» Belge metni:
----

Heredotos, Lykia geleneklerinin kısmen Giritli, kısmen Karia özellikli olduğunu belirtmektedir. Lykialılar’ın soyları baba tarafına göre değil, anne tarafına göre ifade edilmektedir. Fakat yazıtlarda erkek kendisini babsının oğlu tarafından tanımlaması da enteresandır. Bu ikilem hala çözülebilmiş değildir. Lykialılar’ın Helen edebiyatında gözükmeleri ilk kez Homeros’un İlyada destanında ortaya çıkar. Sarpedon ve Glaukos Troialılar’ın müttefiki olarak bu savaşta önemli rol oynarlar.
İÖ6.yy içersinde Halys ( Kizılırmak) nehrinin batısnda kalan tüm Küçük Asya’yı Lykia ve Klikia dışında ele geçirmişlerdir. Lydia’nın son kralı Kroisos’un Persler’e yenilmiş ve idare Persler’e geçmiştir. Pers yönetimi Lykialılar’ı rahat bırakmamış ve Harpagos komutasında bir orduyu yollayarak bu bölgeyi egemenliği altına almıştır. Bu dönemde Persler ılımlı bir politika izlemişler, yönetimi bile bölge halkının kendi sülalerine bırakmıştır. Hatta bu sülaleler kendi isimlerini taşıyan gümüş sikkler bastırmışlardır.

İÖ480 yılında Kserkes Helenistan’ın istilası için büyük bir kuvvet toplarken Lykialılar Pers donanmasına 50 gemi göndermiştir. Salamis ve Platia zaferleri ile Persler’e karşı oluşturulan Attik-Delos Deniz birliğine ‘de aynı şekilde vergi ödemek zorunda kalmışlardır. Fakat bu ödemelerde Lykia çok az bir katkı ödemiştir. Atinalılar’ın Sparta ile girştiği Peloponnesos savaşlarını kaybetmesi sonucu Attik-Delos Deniz Birliği Sparta’nın eline geçer, ama onlarda böyle deniz aşırı bir gücü yönetecek bilgi ve beceriden yoksundular. Böylece Lykia tekrar Pers idaresi altına girer. Bu süre içersinde Lykia’lı sülaleler sikke basımını sürdürürler. İÖ4.yy’da Persler’in ılımlı yönetiminden yararlanarak özgün bir despot olarak hareket eden Karia satrapı Mausolos Lykia’ya karşı savaş açınca, Lykia halkı önderleri Perikles idaresinde birleşirler. Mausolos’u bir tek Phaselis kenti kabul eder. Perikles bu haince tutumundan dolayı bu kenti düşman ilan eder, bir abluka ile kente boyun eğdirir.

----

» Verilen liste:
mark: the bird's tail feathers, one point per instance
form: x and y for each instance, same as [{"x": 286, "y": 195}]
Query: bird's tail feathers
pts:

----

» Görev talimatları:
**A)** Lykia tarihi metnine göre aşağıdaki soruları yanıtlayın.
(i) Lykialıların soyları hangi tarafa göre ifade edilir?
(ii) Pers ordusu bölgeyi kimin komutasında egemenliği altına almıştır?
(iii) İÖ480 yılında Lykialılar Pers donanmasına kaç gemi göndermiştir?
**B)** Lykia tarihi metninde "İÖ6.yy içersinde Halys" sözlerinden "gümüş sikkler bastırmışlardır." sözlerine kadar uzanan bölümü hiç değiştirmeden yazın.

» Görev sonuçları:
**A)**
(i) Anne tarafına göre.
(ii) Harpagos'un komutasında.
(iii) 50 gemi.

**B)**
İÖ6.yy içersinde Halys ( Kizılırmak) nehrinin batısnda kalan tüm Küçük Asya’yı Lykia ve Klikia dışında ele geçirmişlerdir. Lydia’nın son kralı Kroisos’un Persler’e yenilmiş ve idare Persler’e geçmiştir. Pers yönetimi Lykialılar’ı rahat bırakmamış ve Harpagos komutasında bir orduyu yollayarak bu bölgeyi egemenliği altına almıştır. Bu dönemde Persler ılımlı bir politika izlemişler, yönetimi bile bölge halkının kendi sülalerine bırakmıştır. Hatta bu sülaleler kendi isimlerini taşıyan gümüş sikkler bastırmışlardır.